Task description
Format the lines below as a Markdown table with the columns "No." and "Line", numbering each row and skipping blank lines.

Material for the task

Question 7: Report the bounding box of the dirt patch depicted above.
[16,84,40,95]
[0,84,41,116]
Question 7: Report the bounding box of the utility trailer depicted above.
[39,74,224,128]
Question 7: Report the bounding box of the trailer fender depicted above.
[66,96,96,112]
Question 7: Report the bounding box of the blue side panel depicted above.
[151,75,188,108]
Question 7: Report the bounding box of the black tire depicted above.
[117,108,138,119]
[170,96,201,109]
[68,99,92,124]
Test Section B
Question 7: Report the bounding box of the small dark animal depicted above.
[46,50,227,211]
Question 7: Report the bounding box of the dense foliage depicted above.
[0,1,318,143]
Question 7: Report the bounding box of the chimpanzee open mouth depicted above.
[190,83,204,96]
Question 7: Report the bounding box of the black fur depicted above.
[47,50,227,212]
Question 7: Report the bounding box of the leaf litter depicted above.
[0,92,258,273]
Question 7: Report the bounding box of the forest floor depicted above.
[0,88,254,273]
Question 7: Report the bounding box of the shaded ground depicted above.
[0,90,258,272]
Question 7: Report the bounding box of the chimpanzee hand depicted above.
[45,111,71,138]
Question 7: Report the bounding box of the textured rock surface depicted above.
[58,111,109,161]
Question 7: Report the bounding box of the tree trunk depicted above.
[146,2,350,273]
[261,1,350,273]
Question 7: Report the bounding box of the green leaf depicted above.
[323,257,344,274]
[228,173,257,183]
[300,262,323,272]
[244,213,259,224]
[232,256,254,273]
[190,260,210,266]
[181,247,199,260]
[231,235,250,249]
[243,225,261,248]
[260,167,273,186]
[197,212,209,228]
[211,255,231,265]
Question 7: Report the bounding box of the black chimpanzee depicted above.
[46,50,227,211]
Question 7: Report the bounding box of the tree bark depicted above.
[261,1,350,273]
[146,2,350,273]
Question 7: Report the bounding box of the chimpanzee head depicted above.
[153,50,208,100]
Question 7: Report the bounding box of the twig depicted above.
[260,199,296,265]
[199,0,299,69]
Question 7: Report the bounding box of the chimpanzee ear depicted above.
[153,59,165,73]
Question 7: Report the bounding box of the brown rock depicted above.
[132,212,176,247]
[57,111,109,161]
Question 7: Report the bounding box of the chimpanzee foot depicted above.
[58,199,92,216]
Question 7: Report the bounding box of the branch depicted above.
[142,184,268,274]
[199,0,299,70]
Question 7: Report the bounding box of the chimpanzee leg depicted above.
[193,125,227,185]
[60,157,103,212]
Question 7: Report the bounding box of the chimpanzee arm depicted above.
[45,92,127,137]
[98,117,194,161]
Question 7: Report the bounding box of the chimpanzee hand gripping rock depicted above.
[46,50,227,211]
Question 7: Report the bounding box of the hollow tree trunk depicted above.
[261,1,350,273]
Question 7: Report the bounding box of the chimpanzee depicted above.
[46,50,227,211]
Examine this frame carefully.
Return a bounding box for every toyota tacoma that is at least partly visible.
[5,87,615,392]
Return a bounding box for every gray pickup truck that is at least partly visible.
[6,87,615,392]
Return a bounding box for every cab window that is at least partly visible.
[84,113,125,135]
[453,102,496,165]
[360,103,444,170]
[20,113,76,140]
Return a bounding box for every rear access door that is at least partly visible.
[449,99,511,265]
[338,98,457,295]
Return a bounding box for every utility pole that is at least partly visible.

Task output
| No. | Line |
|---|---|
| 1 | Question 7: Report the bounding box of the dirt patch depicted above. |
| 2 | [16,84,40,95] |
| 3 | [0,84,41,116] |
| 4 | Question 7: Report the bounding box of the utility trailer depicted above. |
| 5 | [39,74,224,128] |
| 6 | Question 7: Report the bounding box of the trailer fender depicted above. |
| 7 | [66,96,96,112] |
| 8 | Question 7: Report the bounding box of the blue side panel depicted above. |
| 9 | [151,75,188,108] |
| 10 | Question 7: Report the bounding box of the black tire depicted above. |
| 11 | [117,108,138,119] |
| 12 | [170,96,201,109] |
| 13 | [68,99,92,124] |
| 14 | Test Section B |
| 15 | Question 7: Report the bounding box of the small dark animal depicted above. |
| 16 | [46,50,227,211] |
| 17 | Question 7: Report the bounding box of the dense foliage depicted above. |
| 18 | [0,1,318,143] |
| 19 | Question 7: Report the bounding box of the chimpanzee open mouth depicted above. |
| 20 | [190,83,204,96] |
| 21 | Question 7: Report the bounding box of the black fur depicted above. |
| 22 | [47,50,227,212] |
| 23 | Question 7: Report the bounding box of the leaf litter depicted above. |
| 24 | [0,92,258,273] |
| 25 | Question 7: Report the bounding box of the forest floor depicted above. |
| 26 | [0,88,254,273] |
| 27 | Question 7: Report the bounding box of the shaded ground depicted above. |
| 28 | [0,90,258,272] |
| 29 | Question 7: Report the bounding box of the chimpanzee hand depicted above. |
| 30 | [45,111,71,138] |
| 31 | Question 7: Report the bounding box of the textured rock surface depicted above. |
| 32 | [58,111,109,161] |
| 33 | Question 7: Report the bounding box of the tree trunk depicted above. |
| 34 | [146,2,350,273] |
| 35 | [261,1,350,273] |
| 36 | Question 7: Report the bounding box of the green leaf depicted above. |
| 37 | [323,257,344,274] |
| 38 | [228,173,257,183] |
| 39 | [300,262,323,272] |
| 40 | [244,213,259,224] |
| 41 | [232,256,254,273] |
| 42 | [190,260,210,266] |
| 43 | [181,247,199,260] |
| 44 | [231,235,250,249] |
| 45 | [243,225,261,248] |
| 46 | [260,167,273,186] |
| 47 | [197,212,209,228] |
| 48 | [211,255,231,265] |
| 49 | Question 7: Report the bounding box of the black chimpanzee depicted above. |
| 50 | [46,50,227,211] |
| 51 | Question 7: Report the bounding box of the tree bark depicted above. |
| 52 | [261,1,350,273] |
| 53 | [146,2,350,273] |
| 54 | Question 7: Report the bounding box of the chimpanzee head depicted above. |
| 55 | [153,50,208,100] |
| 56 | Question 7: Report the bounding box of the twig depicted above. |
| 57 | [260,199,296,265] |
| 58 | [199,0,299,69] |
| 59 | Question 7: Report the bounding box of the chimpanzee ear depicted above. |
| 60 | [153,59,165,73] |
| 61 | Question 7: Report the bounding box of the brown rock depicted above. |
| 62 | [132,212,176,247] |
| 63 | [57,111,109,161] |
| 64 | Question 7: Report the bounding box of the chimpanzee foot depicted above. |
| 65 | [58,199,92,216] |
| 66 | Question 7: Report the bounding box of the branch depicted above. |
| 67 | [142,184,268,274] |
| 68 | [199,0,299,70] |
| 69 | Question 7: Report the bounding box of the chimpanzee leg depicted above. |
| 70 | [193,125,227,185] |
| 71 | [60,157,103,212] |
| 72 | Question 7: Report the bounding box of the chimpanzee arm depicted above. |
| 73 | [45,92,127,137] |
| 74 | [98,117,194,161] |
| 75 | Question 7: Report the bounding box of the chimpanzee hand gripping rock depicted above. |
| 76 | [46,50,227,211] |
| 77 | Question 7: Report the bounding box of the hollow tree trunk depicted above. |
| 78 | [261,1,350,273] |
| 79 | Question 7: Report the bounding box of the chimpanzee depicted above. |
| 80 | [46,50,227,211] |
| 81 | Examine this frame carefully. |
| 82 | Return a bounding box for every toyota tacoma that is at least partly visible. |
| 83 | [5,87,615,392] |
| 84 | Return a bounding box for every gray pickup truck that is at least partly visible. |
| 85 | [6,87,615,392] |
| 86 | Return a bounding box for every cab window that is at least partly visible. |
| 87 | [84,113,125,135] |
| 88 | [453,102,496,165] |
| 89 | [360,103,444,170] |
| 90 | [20,113,76,140] |
| 91 | Return a bounding box for every rear access door that is at least partly visible. |
| 92 | [449,99,511,265] |
| 93 | [338,98,457,295] |
| 94 | Return a bounding box for every utility pole that is at least partly visible. |